# Selected excerpt start

The most obvious example of holidays that are separate but nevertheless maintain a relationship are Rosh Hashanah, the two-day Jewish New Year, and Yom Kippur, the Day of Atonement.  We are used to speaking of these three days as "the High Holidays," but in fact there are technical reasons to consider the entire period from the first of Tishrei, when Rosh Hashanah beings, to the tenth of Tishrei, when Yom Kippur occurs, as a single period.  What unites them is not merely the theological notion that (as the traditional prayer book has it) "on Rosh Hashanah [one's fate] is written down, and on Yom Kippur it is sealed."  There is also a technical aspect that demonstrates the connection: the Ashkenazic liturgical custom of Yizkor, prayers in memory of the dead.

# Selected excerpt end
# Data extract start

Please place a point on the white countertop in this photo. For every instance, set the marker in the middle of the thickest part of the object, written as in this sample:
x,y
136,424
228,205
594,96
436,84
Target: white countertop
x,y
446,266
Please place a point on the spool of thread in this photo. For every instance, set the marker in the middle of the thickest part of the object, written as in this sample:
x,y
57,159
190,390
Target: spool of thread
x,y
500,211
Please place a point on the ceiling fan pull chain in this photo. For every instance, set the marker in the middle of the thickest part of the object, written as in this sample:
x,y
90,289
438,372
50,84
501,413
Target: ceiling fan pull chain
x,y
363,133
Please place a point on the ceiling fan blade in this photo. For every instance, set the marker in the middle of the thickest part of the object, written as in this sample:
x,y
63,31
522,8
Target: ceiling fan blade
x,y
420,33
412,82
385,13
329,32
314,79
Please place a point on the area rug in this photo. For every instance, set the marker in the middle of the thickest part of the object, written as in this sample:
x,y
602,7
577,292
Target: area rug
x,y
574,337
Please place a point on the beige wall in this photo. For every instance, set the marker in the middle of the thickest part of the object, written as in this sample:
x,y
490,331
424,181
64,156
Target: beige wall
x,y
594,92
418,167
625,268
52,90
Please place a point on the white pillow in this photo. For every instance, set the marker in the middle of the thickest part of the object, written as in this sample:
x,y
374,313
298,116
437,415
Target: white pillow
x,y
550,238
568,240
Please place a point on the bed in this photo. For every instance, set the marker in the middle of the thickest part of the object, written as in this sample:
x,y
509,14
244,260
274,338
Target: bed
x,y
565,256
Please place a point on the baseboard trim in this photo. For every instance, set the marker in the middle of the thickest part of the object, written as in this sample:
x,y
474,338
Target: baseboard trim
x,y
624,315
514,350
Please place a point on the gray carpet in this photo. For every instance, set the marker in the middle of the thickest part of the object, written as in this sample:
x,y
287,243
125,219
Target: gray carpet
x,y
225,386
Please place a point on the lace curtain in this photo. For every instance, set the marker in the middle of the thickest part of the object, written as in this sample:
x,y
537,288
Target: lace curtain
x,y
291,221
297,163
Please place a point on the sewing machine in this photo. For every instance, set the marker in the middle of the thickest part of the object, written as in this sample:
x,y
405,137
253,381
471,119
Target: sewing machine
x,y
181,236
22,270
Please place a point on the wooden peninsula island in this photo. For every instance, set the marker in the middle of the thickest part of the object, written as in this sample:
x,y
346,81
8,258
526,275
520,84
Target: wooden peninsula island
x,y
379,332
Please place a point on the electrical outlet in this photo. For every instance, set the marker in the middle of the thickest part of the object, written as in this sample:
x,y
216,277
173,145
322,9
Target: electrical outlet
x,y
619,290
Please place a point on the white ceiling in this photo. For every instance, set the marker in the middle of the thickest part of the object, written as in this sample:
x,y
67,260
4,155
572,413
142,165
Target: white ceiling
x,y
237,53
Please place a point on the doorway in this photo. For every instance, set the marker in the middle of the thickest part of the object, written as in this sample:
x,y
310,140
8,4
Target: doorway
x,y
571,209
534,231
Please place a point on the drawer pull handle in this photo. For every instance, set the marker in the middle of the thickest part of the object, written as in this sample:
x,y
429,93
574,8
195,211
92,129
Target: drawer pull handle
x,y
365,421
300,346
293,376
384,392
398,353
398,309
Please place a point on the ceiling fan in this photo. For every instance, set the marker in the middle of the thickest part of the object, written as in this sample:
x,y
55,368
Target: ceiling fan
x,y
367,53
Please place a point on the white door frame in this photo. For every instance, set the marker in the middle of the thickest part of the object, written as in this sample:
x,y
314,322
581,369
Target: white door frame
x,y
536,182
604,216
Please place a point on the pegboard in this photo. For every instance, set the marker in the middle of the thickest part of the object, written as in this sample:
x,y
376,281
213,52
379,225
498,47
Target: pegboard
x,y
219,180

# Data extract end

Problems to work on:
[A] In the passage on the Jewish High Holidays, translate this sentence into Spanish: "The most obvious example of holidays that are separate but nevertheless maintain a relationship are Rosh Hashanah, the two-day Jewish New Year, and Yom Kippur, the Day of Atonement."
[B] Carry on the passage about the Jewish High Holidays, picking up right after its final sentence.

Solved problems:
[A] El ejemplo más evidente de festividades que son independientes pero que, no obstante, mantienen una relación son Rosh Hashanah, el Año Nuevo judío de dos días, y Yom Kippur, el Día de la Expiación.

[B]
Yizkor prayers are recited on the eighth day of Passover (the seventh day in Israel) and the second day of Shavuot (in Israel, on the one and only day of the festival).  But there is no Yizkor on Rosh Hashanah, because that festival is merely the beginning of a 10-day period that ends with Yom Kippur—and that is when Yizkor, at last, comes around.  The festival of Sukkot, beginning on the 15th of Tishrei, likewise has no Yizkor, because it is followed immediately by a holiday that is marked as related to Sukkot by serving as its occasion for Yizkor: Sh'mini Atzeret.

That is the festival described in Leviticus 23:36, where Rashi's comment on the word Atzeret occurs, and this leads us back to the biblical year of festivals—not merely sparser than the religious calendar used by contemporary Jews, but organized into two quite distinct seasons.

The fall holidays culminate with Sukkot, the seven-day festival that begins on the full moon of the seventh month, the first month of fall.  When Sukkot ends, the holidays stop for the year.  Rashi's comment notwithstanding, the Atzeret the Israelites were commanded to observe on the eighth day (sh'mini is Hebrew for "eighth") did not commemorate their being asked by God to linger for just a few more hours.  Rather, it marked the end, the stopping point, of the fall holiday season.  What was expected to follow next, as it still is, were the six months during which rain falls in Israel.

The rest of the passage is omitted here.